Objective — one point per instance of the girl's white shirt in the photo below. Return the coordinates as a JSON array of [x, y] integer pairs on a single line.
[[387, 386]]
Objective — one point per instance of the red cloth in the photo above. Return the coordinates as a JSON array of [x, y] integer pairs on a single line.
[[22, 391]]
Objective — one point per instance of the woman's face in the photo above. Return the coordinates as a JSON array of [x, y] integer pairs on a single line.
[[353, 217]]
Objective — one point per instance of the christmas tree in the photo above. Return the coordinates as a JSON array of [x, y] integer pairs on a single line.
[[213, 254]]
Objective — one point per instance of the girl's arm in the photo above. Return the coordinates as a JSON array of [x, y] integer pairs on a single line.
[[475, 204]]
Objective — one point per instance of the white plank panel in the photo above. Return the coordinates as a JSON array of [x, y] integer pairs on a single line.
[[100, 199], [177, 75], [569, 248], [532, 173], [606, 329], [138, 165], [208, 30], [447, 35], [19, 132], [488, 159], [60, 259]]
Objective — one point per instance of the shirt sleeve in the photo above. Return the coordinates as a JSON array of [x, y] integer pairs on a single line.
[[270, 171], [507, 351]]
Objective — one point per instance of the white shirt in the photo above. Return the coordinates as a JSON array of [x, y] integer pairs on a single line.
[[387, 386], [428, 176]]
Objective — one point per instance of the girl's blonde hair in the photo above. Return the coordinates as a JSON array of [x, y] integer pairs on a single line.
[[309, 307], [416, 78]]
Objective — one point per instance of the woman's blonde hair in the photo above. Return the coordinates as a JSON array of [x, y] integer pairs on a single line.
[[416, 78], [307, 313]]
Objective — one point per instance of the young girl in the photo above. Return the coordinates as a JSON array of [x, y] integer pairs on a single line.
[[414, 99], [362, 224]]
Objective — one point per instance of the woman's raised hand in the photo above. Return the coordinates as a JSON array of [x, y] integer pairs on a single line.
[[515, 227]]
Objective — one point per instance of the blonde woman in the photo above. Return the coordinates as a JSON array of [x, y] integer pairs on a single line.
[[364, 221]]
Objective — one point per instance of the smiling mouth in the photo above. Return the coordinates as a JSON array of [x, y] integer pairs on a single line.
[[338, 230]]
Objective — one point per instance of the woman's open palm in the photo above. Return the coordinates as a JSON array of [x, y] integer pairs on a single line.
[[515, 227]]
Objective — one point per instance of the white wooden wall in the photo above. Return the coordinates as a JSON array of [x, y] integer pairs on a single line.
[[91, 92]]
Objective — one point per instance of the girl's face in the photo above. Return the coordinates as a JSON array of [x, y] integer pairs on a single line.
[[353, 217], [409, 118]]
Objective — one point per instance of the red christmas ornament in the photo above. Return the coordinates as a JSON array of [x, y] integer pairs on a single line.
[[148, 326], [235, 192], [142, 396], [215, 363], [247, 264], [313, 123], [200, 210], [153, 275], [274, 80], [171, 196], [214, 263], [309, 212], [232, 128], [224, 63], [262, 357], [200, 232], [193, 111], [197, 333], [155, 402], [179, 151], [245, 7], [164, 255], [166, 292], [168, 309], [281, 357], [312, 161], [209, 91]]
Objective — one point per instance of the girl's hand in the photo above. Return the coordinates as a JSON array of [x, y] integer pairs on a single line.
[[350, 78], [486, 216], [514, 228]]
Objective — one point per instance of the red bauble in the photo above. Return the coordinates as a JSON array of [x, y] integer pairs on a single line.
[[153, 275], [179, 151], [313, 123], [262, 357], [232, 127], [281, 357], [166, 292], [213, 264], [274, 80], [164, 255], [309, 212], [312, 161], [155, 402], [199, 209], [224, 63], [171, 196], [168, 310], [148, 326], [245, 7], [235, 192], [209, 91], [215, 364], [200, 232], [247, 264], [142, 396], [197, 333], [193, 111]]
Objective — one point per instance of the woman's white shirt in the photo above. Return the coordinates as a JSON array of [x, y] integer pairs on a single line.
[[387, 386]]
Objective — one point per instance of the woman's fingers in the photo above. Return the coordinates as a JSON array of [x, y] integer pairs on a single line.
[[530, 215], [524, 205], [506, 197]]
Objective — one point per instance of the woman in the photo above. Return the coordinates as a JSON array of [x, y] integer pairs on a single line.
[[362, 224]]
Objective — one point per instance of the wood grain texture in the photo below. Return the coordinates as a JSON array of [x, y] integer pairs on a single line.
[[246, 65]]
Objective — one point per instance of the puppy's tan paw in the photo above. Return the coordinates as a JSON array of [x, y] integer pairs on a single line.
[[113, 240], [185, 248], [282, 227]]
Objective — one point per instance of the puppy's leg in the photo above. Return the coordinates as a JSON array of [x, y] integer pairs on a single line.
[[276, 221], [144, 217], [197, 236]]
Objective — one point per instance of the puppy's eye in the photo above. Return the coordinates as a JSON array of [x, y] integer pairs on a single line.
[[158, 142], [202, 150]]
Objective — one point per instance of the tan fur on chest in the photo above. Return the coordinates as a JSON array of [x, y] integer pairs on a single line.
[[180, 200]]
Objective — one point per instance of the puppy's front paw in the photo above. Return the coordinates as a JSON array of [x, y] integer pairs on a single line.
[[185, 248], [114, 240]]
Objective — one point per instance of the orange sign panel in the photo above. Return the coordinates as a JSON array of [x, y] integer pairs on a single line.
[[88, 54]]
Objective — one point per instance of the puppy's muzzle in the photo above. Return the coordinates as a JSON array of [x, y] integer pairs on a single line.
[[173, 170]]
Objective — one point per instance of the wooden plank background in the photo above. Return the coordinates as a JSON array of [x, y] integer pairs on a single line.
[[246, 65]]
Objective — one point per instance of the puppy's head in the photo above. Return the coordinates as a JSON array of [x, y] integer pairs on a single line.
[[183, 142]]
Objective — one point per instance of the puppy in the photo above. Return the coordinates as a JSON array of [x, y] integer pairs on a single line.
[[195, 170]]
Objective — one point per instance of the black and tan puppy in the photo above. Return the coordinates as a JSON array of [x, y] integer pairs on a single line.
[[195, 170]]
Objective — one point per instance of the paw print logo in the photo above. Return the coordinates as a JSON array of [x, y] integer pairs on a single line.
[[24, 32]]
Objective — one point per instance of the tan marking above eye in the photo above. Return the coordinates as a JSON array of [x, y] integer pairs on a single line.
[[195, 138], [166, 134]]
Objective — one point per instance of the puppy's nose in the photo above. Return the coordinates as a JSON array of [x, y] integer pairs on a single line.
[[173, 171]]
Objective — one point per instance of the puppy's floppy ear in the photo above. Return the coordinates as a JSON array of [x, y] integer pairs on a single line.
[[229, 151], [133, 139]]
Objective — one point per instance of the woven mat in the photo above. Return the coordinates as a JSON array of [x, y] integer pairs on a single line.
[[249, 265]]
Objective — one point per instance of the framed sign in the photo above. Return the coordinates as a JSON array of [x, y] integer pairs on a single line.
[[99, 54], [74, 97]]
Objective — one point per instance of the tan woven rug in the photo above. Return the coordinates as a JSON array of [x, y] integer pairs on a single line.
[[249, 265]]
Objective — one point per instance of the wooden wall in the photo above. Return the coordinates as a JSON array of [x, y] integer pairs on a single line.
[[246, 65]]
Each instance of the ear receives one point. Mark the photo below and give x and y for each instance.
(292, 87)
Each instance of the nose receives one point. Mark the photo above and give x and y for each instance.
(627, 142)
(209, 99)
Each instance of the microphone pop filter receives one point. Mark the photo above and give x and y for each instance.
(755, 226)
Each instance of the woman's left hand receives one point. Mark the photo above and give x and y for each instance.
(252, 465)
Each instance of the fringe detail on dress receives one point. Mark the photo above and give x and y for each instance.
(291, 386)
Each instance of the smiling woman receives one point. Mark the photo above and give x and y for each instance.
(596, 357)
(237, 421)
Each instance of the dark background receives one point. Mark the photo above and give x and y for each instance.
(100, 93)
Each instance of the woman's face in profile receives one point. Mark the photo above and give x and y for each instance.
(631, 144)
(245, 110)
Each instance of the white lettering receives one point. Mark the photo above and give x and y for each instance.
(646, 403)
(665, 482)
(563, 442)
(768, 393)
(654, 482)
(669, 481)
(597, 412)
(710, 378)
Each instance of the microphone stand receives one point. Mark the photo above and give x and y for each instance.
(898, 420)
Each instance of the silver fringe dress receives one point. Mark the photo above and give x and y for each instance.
+ + + + +
■ EXERCISE DIRECTIONS ■
Return exactly the lines of the data, and only those, from the line with "Each instance of the white" through the last line, inclusive.

■ RESPONSE ■
Each instance of the white lettering receives one point. Mark the photo above and give x and y for each instance.
(646, 403)
(665, 482)
(563, 442)
(768, 393)
(654, 482)
(669, 481)
(597, 412)
(710, 378)
Each instance of the microphone stand receives one point. Mark the photo above and give x and y for each instance.
(898, 420)
Each instance of the silver fringe dress receives one point. Mark the photo above and give x and y for each instance.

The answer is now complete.